**Text segment**

[Start of section]

He had been sober from drugs for more than a year after entering a rehab center in Santa Barbara, California in 1986. This was following an unsuccessful first attempt at rehabilitation in 1985 at the Betty Ford Center where Gibb had relapsed after spending six weeks at the facility.

In 1988, Andy had signed a record deal with Island Records and was gearing up for a comeback. He settled in a cottage in the countryside outside London to work on his new album and was seemingly in better health. Hence, the news of his death came as a surprise to some of his friends.

“This is really a shock. The last time I saw him, he looked perfectly healthy to me. He was playing tennis…The doctor was going to talk to him this morning and arrange more tests, and he simply died,” said John Kozyak, Gibb’s Miami lawyer, to The Associated Press.

But in a 1997 documentary titled ‘Andy Gibb: The Story Behind the Music’, it was revealed that Andy had fallen back into his old drinking habits shortly before his death although he had not been indulging in drugs. He had been under an overwhelming amount of pressure and insecurities regarding his upcoming album and comeback.

“He was drinking again, definitively. He was getting those tiny bottles. He was ringing the local liquor store in the Thames at 2 o’clock in the morning for a bottle of vodka,” said Barbara Gibb.

Andy Gibb’s years of drug abuse caused lasting heart damage that eventually resulted in his death down the line

Andy began using drugs in 1977 when he was only 19 years old. He was then married to an 18-year-old Kim Reeder, who worked as a receptionist. His drug habit became so severe that Reeder called cocaine his “first love”.

Andrew Gibb marries Kim Reeder at the Wayside Chapel. July 11, 1976. | Photo by Martin James Brannan/Fairfax Media

As his addiction became worse, Kim and Andy divorced in January 1978 soon after the birth of their daughter Peta.

“All of a sudden Andy wanted to go to the mountains by himself. He became ensconced in the drug scene…He became depressed and paranoid. He wasn’t the man I married,” Reeder told PEOPLE.

[End of section]

Image-grounded pointing data:
[Start of section]

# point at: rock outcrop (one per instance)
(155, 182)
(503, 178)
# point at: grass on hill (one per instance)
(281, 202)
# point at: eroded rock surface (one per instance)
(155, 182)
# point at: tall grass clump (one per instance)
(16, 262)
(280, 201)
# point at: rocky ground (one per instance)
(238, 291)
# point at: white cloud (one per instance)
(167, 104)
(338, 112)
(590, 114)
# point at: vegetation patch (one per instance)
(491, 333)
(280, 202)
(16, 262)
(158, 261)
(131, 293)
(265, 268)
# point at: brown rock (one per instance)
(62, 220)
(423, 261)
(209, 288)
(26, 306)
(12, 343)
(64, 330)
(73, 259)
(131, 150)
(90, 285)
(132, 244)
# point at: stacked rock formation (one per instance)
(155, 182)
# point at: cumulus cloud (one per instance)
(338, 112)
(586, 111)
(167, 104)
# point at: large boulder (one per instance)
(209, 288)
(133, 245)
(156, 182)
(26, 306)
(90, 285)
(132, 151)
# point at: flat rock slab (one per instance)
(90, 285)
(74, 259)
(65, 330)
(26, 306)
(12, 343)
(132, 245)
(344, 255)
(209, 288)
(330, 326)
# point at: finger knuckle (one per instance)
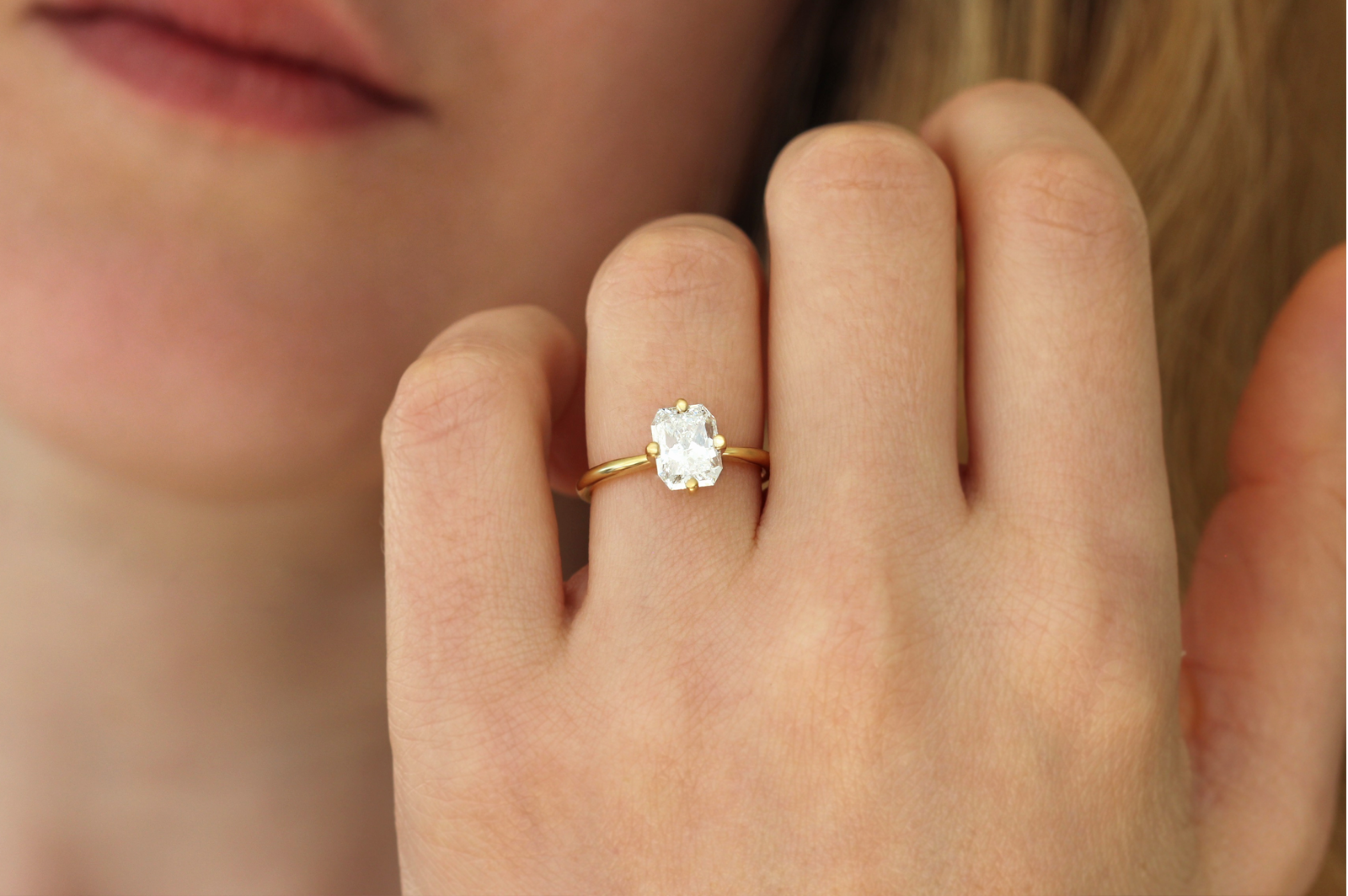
(677, 273)
(1067, 202)
(457, 388)
(858, 159)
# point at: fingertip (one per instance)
(1292, 417)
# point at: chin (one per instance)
(204, 387)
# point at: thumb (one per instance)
(1264, 626)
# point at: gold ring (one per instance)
(685, 451)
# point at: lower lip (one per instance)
(239, 88)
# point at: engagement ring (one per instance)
(685, 449)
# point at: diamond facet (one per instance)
(687, 451)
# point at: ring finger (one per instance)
(673, 314)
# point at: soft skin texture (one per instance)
(227, 312)
(201, 328)
(891, 674)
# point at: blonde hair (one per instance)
(1230, 118)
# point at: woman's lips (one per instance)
(278, 65)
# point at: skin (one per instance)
(891, 674)
(204, 330)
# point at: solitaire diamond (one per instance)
(687, 451)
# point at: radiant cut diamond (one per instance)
(687, 449)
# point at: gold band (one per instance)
(626, 465)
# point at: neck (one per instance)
(188, 680)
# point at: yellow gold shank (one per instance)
(624, 465)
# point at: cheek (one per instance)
(197, 381)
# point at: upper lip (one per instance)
(301, 34)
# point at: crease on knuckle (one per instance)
(1068, 202)
(671, 274)
(456, 390)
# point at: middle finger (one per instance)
(862, 356)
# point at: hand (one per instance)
(890, 674)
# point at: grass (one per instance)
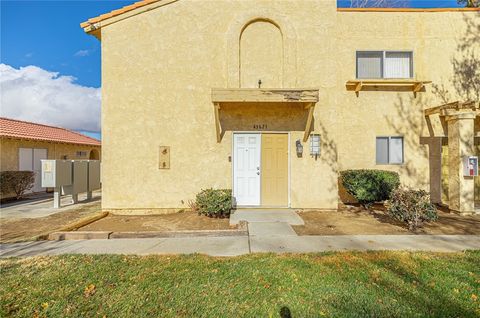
(373, 284)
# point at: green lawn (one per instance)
(373, 284)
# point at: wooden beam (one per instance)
(299, 95)
(218, 126)
(453, 106)
(308, 126)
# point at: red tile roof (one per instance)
(12, 128)
(114, 13)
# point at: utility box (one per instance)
(80, 176)
(93, 175)
(56, 173)
(470, 166)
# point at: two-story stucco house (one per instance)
(273, 98)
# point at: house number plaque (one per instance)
(164, 162)
(260, 126)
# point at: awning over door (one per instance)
(307, 97)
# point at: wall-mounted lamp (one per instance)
(299, 147)
(314, 145)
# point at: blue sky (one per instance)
(50, 69)
(49, 36)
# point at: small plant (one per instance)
(214, 202)
(17, 182)
(412, 207)
(369, 186)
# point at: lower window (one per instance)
(389, 150)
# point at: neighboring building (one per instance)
(23, 144)
(225, 94)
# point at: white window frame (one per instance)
(388, 151)
(382, 64)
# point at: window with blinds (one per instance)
(384, 64)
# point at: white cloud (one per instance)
(33, 94)
(82, 53)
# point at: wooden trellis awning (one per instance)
(306, 96)
(452, 108)
(414, 86)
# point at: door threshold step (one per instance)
(270, 229)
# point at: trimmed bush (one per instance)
(412, 207)
(17, 182)
(214, 202)
(369, 186)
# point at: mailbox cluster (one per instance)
(70, 177)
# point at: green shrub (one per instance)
(412, 207)
(17, 182)
(214, 202)
(369, 186)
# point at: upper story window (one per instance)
(384, 64)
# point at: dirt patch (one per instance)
(14, 230)
(357, 221)
(181, 221)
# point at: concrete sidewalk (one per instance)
(239, 245)
(42, 205)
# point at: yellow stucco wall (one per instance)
(9, 151)
(158, 69)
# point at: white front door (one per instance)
(246, 168)
(38, 155)
(29, 160)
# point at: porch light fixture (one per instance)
(299, 147)
(314, 145)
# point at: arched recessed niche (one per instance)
(261, 23)
(261, 55)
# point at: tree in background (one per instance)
(469, 3)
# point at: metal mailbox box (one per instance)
(56, 173)
(93, 175)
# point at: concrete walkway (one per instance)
(239, 245)
(268, 231)
(266, 215)
(42, 205)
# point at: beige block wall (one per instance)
(9, 151)
(158, 69)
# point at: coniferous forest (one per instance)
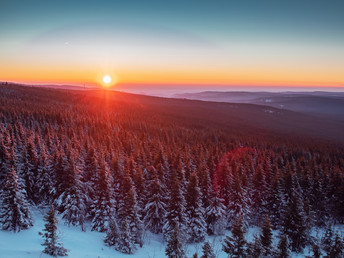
(126, 164)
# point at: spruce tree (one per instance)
(283, 248)
(266, 238)
(102, 207)
(316, 251)
(208, 251)
(215, 215)
(155, 209)
(174, 248)
(196, 229)
(46, 177)
(175, 211)
(15, 214)
(254, 249)
(128, 210)
(112, 234)
(125, 242)
(51, 243)
(73, 201)
(336, 248)
(294, 219)
(235, 245)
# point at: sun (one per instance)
(107, 79)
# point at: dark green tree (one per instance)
(283, 248)
(208, 251)
(266, 237)
(174, 248)
(51, 243)
(235, 245)
(15, 214)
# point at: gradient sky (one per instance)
(252, 43)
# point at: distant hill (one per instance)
(318, 103)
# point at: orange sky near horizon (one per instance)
(232, 77)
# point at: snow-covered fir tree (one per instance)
(283, 247)
(174, 247)
(128, 210)
(112, 234)
(235, 245)
(215, 215)
(72, 203)
(51, 242)
(15, 213)
(266, 238)
(293, 217)
(175, 210)
(46, 177)
(207, 251)
(196, 226)
(155, 209)
(102, 206)
(125, 242)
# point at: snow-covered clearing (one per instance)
(27, 243)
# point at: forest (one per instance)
(126, 164)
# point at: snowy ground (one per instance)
(27, 243)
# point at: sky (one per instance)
(209, 44)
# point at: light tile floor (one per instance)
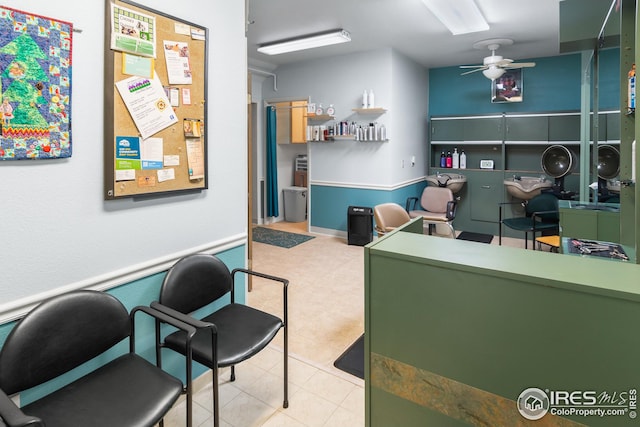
(326, 314)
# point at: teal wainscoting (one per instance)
(329, 204)
(140, 292)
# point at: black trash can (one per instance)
(359, 225)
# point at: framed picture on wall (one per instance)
(508, 87)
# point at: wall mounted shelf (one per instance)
(371, 111)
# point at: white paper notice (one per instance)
(147, 103)
(151, 153)
(186, 96)
(125, 174)
(177, 58)
(172, 160)
(166, 175)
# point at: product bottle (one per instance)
(455, 161)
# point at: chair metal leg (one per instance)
(216, 399)
(285, 403)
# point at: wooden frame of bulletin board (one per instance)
(155, 102)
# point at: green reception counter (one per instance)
(461, 333)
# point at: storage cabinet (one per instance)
(291, 122)
(589, 224)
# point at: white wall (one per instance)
(400, 86)
(409, 105)
(59, 233)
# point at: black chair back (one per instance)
(59, 335)
(546, 203)
(195, 281)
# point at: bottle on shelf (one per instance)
(331, 111)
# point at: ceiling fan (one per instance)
(495, 66)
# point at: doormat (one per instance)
(475, 237)
(352, 360)
(282, 239)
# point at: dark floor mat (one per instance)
(475, 237)
(352, 360)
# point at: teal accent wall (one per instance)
(140, 292)
(329, 205)
(552, 85)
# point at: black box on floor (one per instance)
(359, 225)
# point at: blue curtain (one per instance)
(272, 164)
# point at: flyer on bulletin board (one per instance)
(147, 103)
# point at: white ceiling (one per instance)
(404, 25)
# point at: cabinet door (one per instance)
(485, 193)
(534, 128)
(283, 122)
(613, 127)
(298, 122)
(483, 129)
(447, 130)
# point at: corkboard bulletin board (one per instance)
(138, 161)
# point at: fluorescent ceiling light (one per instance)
(459, 16)
(305, 42)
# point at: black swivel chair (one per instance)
(227, 336)
(541, 215)
(65, 332)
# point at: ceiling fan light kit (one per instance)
(493, 72)
(494, 66)
(459, 16)
(306, 42)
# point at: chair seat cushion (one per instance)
(429, 216)
(242, 332)
(128, 391)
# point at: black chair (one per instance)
(227, 336)
(63, 333)
(541, 215)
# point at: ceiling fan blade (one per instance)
(473, 71)
(521, 65)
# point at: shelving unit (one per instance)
(320, 117)
(371, 111)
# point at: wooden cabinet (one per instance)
(291, 122)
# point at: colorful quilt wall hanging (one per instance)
(35, 86)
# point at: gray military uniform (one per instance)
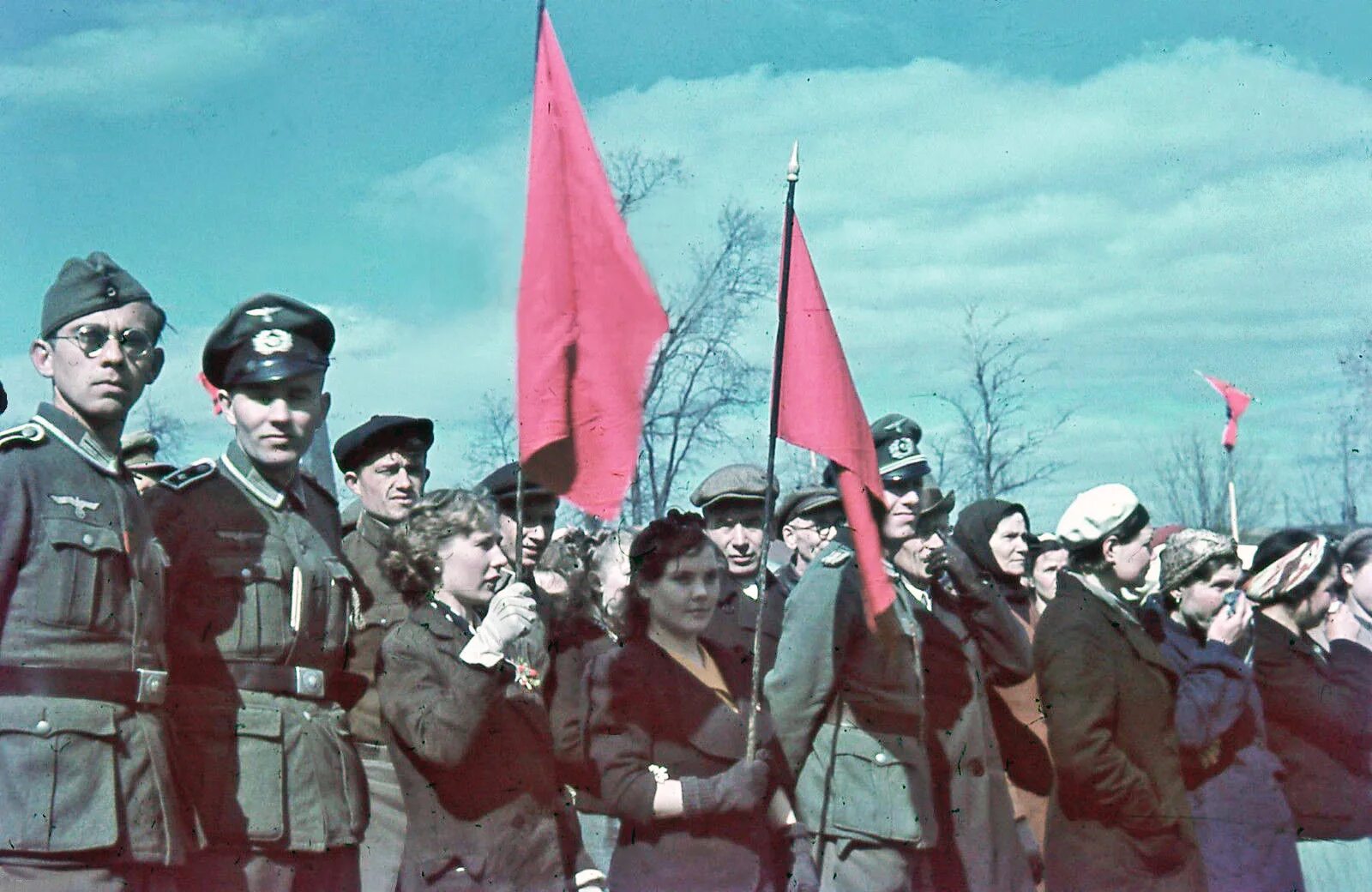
(81, 578)
(260, 615)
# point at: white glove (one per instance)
(511, 614)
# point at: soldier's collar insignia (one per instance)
(272, 341)
(75, 504)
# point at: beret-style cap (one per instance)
(381, 431)
(502, 484)
(737, 482)
(804, 501)
(88, 286)
(1184, 553)
(1095, 514)
(268, 338)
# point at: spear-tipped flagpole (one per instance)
(770, 500)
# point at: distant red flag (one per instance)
(821, 412)
(1235, 404)
(587, 313)
(210, 389)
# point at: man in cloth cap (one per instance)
(1117, 816)
(87, 800)
(261, 600)
(139, 453)
(848, 703)
(733, 500)
(384, 463)
(807, 519)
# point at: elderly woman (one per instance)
(464, 718)
(1242, 820)
(1118, 816)
(667, 732)
(1319, 706)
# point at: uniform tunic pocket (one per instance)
(233, 772)
(57, 775)
(91, 580)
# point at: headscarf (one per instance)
(976, 526)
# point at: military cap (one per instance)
(88, 286)
(896, 439)
(804, 501)
(382, 430)
(734, 482)
(1099, 512)
(267, 338)
(502, 484)
(139, 452)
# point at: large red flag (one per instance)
(821, 412)
(1235, 404)
(587, 313)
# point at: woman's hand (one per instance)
(743, 788)
(511, 614)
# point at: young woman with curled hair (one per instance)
(464, 718)
(1317, 703)
(669, 724)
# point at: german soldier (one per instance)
(260, 618)
(87, 799)
(383, 461)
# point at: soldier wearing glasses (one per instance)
(86, 787)
(848, 702)
(261, 601)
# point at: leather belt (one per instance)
(274, 678)
(147, 688)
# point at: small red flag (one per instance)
(1235, 404)
(587, 316)
(821, 412)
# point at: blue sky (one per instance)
(1149, 187)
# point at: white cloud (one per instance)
(147, 57)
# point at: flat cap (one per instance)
(1186, 551)
(738, 482)
(896, 438)
(381, 432)
(1097, 514)
(139, 452)
(88, 286)
(502, 484)
(268, 338)
(806, 501)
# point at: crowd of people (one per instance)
(212, 678)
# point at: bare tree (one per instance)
(1193, 479)
(996, 450)
(493, 441)
(169, 430)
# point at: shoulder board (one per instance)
(322, 491)
(182, 478)
(837, 556)
(27, 434)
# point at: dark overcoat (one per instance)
(651, 717)
(1118, 817)
(473, 756)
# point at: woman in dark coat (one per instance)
(667, 733)
(1118, 817)
(464, 717)
(1319, 706)
(1242, 820)
(973, 640)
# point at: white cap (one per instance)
(1095, 514)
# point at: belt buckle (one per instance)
(309, 683)
(153, 686)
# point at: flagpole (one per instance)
(770, 497)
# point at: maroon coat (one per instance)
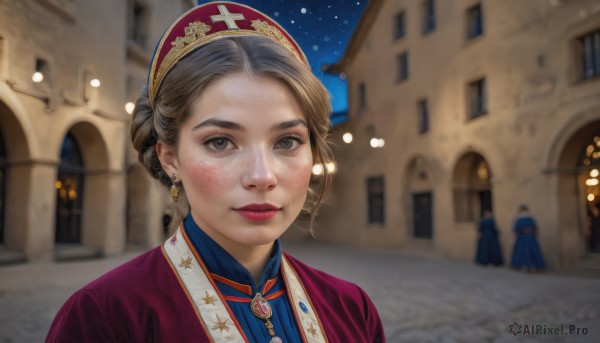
(142, 301)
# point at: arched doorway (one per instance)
(3, 172)
(420, 185)
(69, 192)
(472, 189)
(589, 175)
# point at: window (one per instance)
(375, 188)
(402, 67)
(472, 188)
(474, 22)
(477, 98)
(139, 23)
(590, 55)
(399, 25)
(362, 95)
(423, 119)
(428, 16)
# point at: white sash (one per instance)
(212, 310)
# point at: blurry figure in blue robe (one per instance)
(527, 255)
(488, 246)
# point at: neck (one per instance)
(253, 258)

[End of section]

**Tasks to complete**
1. According to the passage about Andy Gibb, which record label did he sign with in 1988?
2. Extend the passage about Andy Gibb past its final sentence.

**List of answers**
1. Island Records.

2.
Gibb’s struggle with drugs not only affected his personal life but also caused several career mishaps, one of which included being fired from hosting the ‘Solid Gold’ television show in 1981 after he missed many episodes of filming. And in due time, it took its toll on his physical health.

“I always knew that one day I would get a call with news like this. It was only a matter of time,” said Reeder about Andy’s unfortunate fate.

Similarly, Andy’s mother confirmed in the documentary that doctors had repeatedly warned him about the detrimental impact of cocaine on his heart. She said:

“When he died, it had nothing to do with drugs at all but the damage had been done through drugs in the first place.”

Following his breakup with Victoria Principal in 1982, Andy struggled with depression and spent “about $1000 a day” on cocaine

At 23 years old, Gibb began dating television actress Victoria Principal, who was seven years his senior, in a highly publicized relationship. After 13 months of being together, the couple broke up in March 1982 and Gibb fell into a deep depression accompanied by overtly unhealthy cocaine abuse.

“I just fell apart and didn’t care about anything. I started to do cocaine around the clock – about $1000 a day. I stayed awake for two weeks locked in my bedroom. The producers kept calling up, sending cars for me, but I refused to go… I really think the major reason I fell from stardom was my affair with Victoria,” Gibb admitted.

Andy Gibb and Victoria Principal | Photo by Harry Langdon/Getty Images

However, Victoria countered that Andy’s drug use was the cause of their breakup and not the other way around. She said:

“Our breakup was preceded and precipitated by Andy’s use of drugs. I did everything I could to help him. But then I told him he would have to choose between me and his problem.”

In the days when he was admitted, the doctors at John Radcliffe Hospital had not been aware of the long-term damage sustained by Andy’s heart after his years of cocaine abuse. As a result, they had not thought to consult his previous doctors in America.

“The English physicians could have made something more if they had known what the treatment was,” Doctor Shell said in the documentary.